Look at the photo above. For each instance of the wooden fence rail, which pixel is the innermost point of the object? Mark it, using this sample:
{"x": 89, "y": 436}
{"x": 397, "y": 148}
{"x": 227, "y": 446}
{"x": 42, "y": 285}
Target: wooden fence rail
_____
- _Task to complete_
Count the lines above with the string "fence"; report only that figure.

- _Result of this task_
2